Write out only the lines running from the one that contains "Please place a point on every instance of the turquoise" to the end of the material, both ends included.
START DATA SHOWN
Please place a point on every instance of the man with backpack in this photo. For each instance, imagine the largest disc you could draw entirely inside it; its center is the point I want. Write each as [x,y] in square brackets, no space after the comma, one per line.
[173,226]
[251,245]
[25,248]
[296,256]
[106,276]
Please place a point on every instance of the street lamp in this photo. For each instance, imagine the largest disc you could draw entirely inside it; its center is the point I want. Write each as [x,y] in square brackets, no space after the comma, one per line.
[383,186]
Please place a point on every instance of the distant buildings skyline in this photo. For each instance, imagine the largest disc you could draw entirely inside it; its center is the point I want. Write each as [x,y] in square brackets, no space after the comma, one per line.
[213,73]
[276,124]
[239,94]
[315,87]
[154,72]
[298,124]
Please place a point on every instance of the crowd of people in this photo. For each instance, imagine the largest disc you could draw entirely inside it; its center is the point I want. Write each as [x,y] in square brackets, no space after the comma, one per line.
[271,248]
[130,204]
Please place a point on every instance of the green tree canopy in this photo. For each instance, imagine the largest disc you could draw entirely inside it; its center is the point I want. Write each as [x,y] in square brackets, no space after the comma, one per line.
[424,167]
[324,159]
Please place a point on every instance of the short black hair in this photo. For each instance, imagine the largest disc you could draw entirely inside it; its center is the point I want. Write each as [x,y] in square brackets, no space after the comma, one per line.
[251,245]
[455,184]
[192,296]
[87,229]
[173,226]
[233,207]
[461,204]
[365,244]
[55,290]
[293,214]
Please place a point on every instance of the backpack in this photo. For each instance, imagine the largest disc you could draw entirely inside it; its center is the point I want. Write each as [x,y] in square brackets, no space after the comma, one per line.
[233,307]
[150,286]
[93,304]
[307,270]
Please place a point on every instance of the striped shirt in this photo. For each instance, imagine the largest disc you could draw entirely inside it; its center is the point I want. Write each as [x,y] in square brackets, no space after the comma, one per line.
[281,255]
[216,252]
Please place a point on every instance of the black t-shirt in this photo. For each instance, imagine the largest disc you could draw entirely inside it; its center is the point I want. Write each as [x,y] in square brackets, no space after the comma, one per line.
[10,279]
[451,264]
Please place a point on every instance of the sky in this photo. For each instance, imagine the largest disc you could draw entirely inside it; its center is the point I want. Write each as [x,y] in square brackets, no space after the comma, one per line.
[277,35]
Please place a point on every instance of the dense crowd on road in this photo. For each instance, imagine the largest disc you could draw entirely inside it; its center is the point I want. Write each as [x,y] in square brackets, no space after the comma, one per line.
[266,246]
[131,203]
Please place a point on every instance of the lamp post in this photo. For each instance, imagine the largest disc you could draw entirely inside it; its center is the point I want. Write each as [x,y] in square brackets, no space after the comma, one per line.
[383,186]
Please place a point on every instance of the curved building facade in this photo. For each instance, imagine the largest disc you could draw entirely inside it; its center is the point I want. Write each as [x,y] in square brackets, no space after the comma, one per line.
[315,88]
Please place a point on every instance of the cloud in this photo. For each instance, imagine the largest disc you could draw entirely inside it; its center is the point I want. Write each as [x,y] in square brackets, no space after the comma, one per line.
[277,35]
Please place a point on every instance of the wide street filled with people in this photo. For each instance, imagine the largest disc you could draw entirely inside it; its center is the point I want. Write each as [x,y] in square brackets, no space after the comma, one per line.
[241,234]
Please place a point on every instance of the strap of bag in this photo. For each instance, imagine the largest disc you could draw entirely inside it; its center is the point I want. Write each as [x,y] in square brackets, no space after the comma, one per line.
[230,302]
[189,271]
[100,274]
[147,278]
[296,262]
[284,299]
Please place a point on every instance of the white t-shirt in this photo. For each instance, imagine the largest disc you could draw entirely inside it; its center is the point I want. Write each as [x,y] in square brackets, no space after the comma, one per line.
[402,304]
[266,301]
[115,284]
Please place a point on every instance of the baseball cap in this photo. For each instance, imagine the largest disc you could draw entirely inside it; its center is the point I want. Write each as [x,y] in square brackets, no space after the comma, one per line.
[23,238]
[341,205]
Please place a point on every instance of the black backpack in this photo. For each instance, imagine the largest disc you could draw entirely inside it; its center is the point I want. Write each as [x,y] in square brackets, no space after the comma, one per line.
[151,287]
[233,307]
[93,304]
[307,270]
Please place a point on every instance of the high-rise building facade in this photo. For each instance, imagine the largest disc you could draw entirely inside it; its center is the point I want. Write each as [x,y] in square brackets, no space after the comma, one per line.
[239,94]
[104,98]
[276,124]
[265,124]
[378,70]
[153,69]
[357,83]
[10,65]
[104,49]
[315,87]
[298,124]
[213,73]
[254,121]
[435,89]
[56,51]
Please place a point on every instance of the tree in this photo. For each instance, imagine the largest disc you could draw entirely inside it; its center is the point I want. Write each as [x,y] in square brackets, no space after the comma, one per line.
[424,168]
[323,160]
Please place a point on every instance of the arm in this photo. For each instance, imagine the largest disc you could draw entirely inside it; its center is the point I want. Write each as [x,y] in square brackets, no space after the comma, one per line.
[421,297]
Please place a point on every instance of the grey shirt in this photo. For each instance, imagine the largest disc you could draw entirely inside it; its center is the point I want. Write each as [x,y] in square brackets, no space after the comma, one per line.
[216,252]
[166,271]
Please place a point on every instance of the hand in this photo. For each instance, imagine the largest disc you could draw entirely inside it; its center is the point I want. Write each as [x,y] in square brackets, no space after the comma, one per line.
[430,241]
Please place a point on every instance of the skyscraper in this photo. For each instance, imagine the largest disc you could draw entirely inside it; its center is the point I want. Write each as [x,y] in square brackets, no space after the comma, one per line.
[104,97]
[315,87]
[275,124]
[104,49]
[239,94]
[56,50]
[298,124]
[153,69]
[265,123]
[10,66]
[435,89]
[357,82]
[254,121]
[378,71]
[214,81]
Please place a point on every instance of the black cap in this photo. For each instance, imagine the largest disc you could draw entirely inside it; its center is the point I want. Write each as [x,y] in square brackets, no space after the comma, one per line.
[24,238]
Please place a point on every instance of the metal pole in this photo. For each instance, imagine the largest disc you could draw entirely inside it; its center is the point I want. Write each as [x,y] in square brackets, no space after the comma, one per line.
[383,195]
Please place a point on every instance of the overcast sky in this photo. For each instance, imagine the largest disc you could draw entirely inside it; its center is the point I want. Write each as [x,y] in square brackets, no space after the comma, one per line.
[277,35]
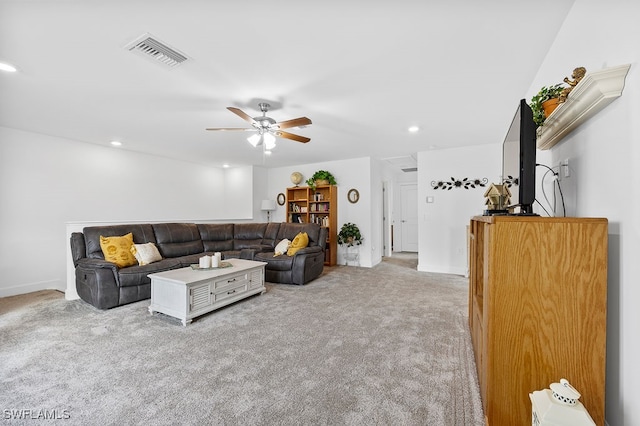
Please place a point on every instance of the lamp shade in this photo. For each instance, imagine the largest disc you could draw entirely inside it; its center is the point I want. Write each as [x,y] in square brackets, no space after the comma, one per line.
[268,205]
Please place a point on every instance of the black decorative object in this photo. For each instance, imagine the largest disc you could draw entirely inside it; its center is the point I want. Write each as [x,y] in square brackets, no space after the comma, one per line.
[510,181]
[465,183]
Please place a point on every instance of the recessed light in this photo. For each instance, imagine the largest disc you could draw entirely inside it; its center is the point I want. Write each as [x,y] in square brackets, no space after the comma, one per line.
[7,67]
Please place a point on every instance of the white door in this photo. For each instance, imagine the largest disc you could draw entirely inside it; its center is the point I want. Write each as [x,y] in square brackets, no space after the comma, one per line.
[409,223]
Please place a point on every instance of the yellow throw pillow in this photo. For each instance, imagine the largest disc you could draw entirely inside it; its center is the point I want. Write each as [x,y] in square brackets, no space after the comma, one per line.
[282,247]
[146,253]
[118,250]
[299,242]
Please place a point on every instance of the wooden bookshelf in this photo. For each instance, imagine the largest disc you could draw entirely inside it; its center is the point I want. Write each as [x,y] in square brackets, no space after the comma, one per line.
[306,205]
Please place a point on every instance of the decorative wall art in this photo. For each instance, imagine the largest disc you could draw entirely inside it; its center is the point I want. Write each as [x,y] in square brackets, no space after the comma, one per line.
[465,183]
[510,181]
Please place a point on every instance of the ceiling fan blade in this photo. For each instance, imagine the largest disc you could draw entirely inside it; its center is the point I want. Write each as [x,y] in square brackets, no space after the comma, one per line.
[225,129]
[296,122]
[293,137]
[243,115]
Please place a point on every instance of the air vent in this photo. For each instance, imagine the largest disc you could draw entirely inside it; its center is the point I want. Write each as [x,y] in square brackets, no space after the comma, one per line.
[150,47]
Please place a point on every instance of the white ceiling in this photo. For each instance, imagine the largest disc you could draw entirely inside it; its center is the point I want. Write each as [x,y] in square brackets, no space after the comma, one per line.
[362,71]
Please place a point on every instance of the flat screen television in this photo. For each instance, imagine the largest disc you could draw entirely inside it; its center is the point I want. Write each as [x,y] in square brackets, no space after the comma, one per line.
[519,161]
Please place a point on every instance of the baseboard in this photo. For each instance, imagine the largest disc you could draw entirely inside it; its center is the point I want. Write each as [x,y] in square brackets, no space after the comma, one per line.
[31,287]
[438,270]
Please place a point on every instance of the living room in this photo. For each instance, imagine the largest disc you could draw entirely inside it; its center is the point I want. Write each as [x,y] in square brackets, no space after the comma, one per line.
[92,183]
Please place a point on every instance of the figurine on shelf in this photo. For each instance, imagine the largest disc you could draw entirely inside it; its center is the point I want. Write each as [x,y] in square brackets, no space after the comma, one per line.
[577,75]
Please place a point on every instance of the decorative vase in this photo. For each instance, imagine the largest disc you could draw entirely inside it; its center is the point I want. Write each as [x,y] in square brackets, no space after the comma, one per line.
[549,106]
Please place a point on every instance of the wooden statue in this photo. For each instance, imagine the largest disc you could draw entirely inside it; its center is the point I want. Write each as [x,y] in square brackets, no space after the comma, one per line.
[577,75]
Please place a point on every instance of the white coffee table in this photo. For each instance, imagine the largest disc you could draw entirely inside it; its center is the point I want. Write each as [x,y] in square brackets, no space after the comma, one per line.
[187,293]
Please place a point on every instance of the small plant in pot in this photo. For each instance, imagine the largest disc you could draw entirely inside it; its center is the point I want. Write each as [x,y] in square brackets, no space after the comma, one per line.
[321,177]
[349,235]
[544,102]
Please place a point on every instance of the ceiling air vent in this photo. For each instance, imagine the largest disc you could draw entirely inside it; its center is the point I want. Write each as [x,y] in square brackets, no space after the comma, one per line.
[150,47]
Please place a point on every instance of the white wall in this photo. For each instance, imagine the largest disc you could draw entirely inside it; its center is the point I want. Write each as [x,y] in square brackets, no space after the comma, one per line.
[442,245]
[604,157]
[47,182]
[354,173]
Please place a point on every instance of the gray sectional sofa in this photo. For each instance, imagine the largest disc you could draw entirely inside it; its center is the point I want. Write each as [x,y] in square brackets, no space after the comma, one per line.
[104,285]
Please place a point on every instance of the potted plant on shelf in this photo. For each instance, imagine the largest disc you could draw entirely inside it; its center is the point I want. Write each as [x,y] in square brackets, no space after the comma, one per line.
[544,102]
[321,177]
[349,235]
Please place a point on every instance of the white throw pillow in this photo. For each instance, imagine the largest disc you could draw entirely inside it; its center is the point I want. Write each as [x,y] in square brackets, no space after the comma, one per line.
[146,253]
[282,247]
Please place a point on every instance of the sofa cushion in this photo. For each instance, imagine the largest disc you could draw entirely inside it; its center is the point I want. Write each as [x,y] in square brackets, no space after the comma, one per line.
[177,239]
[216,236]
[247,235]
[137,275]
[142,233]
[146,253]
[270,234]
[276,263]
[299,242]
[282,247]
[290,230]
[117,249]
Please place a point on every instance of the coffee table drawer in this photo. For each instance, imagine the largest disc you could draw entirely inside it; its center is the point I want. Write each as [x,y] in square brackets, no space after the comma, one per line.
[230,292]
[230,282]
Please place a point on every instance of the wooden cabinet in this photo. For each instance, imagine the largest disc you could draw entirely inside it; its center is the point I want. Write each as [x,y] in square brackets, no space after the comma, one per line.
[306,205]
[537,311]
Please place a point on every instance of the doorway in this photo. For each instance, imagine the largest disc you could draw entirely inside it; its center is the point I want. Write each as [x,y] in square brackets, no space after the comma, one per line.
[409,217]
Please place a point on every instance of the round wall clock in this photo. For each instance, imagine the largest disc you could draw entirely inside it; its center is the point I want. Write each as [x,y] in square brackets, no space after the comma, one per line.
[353,195]
[296,178]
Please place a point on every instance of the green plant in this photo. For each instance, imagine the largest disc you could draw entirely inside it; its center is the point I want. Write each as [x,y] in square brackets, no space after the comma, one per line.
[349,235]
[543,95]
[321,175]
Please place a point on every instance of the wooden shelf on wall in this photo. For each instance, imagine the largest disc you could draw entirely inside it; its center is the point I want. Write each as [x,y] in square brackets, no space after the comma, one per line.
[594,92]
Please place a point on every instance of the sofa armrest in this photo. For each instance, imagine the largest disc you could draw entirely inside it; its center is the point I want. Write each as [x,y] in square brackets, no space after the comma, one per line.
[89,263]
[309,250]
[78,247]
[98,282]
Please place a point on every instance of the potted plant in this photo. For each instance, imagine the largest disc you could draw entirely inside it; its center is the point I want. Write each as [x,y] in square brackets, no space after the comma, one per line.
[544,102]
[321,177]
[349,235]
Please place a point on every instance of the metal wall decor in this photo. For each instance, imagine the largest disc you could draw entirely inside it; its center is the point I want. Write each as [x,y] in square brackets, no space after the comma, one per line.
[353,195]
[465,183]
[510,181]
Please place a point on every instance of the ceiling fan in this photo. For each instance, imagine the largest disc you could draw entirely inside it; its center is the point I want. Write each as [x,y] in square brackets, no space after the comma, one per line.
[266,127]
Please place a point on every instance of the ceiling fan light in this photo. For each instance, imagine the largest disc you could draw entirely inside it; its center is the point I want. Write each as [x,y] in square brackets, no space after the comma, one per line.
[255,139]
[269,141]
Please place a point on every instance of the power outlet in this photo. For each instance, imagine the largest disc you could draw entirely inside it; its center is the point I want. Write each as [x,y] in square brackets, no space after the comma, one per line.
[563,169]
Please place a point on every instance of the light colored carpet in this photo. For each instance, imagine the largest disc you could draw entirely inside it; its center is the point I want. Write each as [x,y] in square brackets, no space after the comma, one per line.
[376,346]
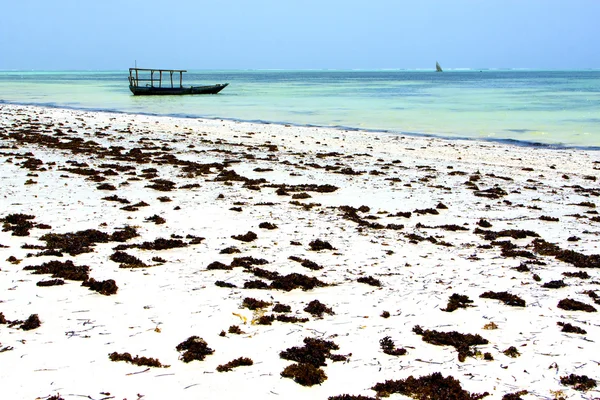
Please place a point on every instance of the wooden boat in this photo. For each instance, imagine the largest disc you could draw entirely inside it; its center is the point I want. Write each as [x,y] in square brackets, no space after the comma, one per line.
[156,87]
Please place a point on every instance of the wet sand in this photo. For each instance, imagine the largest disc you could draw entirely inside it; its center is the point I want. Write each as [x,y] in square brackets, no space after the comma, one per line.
[182,222]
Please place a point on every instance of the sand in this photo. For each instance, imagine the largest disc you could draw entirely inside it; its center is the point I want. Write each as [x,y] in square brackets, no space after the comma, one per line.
[418,217]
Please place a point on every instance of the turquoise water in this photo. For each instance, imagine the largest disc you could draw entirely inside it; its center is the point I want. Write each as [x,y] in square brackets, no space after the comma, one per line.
[548,107]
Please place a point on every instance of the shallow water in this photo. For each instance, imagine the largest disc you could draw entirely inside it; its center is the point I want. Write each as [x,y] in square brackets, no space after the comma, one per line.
[547,107]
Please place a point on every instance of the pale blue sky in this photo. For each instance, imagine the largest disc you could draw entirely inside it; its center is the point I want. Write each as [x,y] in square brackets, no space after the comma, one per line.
[299,34]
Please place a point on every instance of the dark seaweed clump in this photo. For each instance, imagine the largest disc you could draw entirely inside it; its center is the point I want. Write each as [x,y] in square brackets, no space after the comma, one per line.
[369,280]
[247,237]
[512,352]
[304,374]
[238,362]
[574,305]
[579,382]
[317,309]
[388,347]
[306,263]
[59,269]
[51,282]
[568,328]
[555,284]
[318,244]
[106,287]
[461,342]
[141,361]
[431,387]
[505,297]
[314,352]
[281,308]
[457,301]
[194,348]
[253,304]
[33,322]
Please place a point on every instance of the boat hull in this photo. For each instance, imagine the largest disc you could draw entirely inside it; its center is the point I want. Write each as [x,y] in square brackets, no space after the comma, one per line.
END DATA SHOWN
SOLUTION TO THE EXERCISE
Please place a point on every instance of the turquoise water in this photo. For each instance, imagine the largest disc you could draw entirely inside it; its center is the point I want. Write each as [x,y] in square brackets, no space after the comma, one per line.
[548,107]
Please place a point on every instance of the shallow water in this photo. For each instance, imagine the largest disc you could draw entirely inside it; its center is the point I want. Write each as [x,y] in square brackets, no space after the comma, one per line.
[547,107]
Please place a point on every instance of the pale blue sky in this photo. For each instance, imagine the largest disc you could draw entirely inside it; its center is the point I want. Write each as [x,y] in square brackets, no space after the comma, one per line.
[299,34]
Please place a point on every instance of the dark seaweed clump in this photo. For each instance, imagine the largest disc you could draw entirely inside it; its center is the point I want. Write each as [x,y] in square brackets, no space after the comma, one per line.
[369,280]
[247,237]
[512,352]
[304,374]
[238,362]
[574,305]
[579,382]
[317,309]
[388,347]
[306,263]
[59,269]
[51,282]
[568,328]
[555,284]
[318,244]
[106,287]
[461,342]
[141,361]
[431,387]
[505,297]
[314,352]
[281,308]
[457,301]
[194,348]
[253,304]
[33,322]
Please place a point on every instance of the boat hull in this photo. For each instance, imagine the largest disc you could draw entirely inside it; its center is the point I want. Write each as [x,y] in square brackets, no space after the comma, one per line.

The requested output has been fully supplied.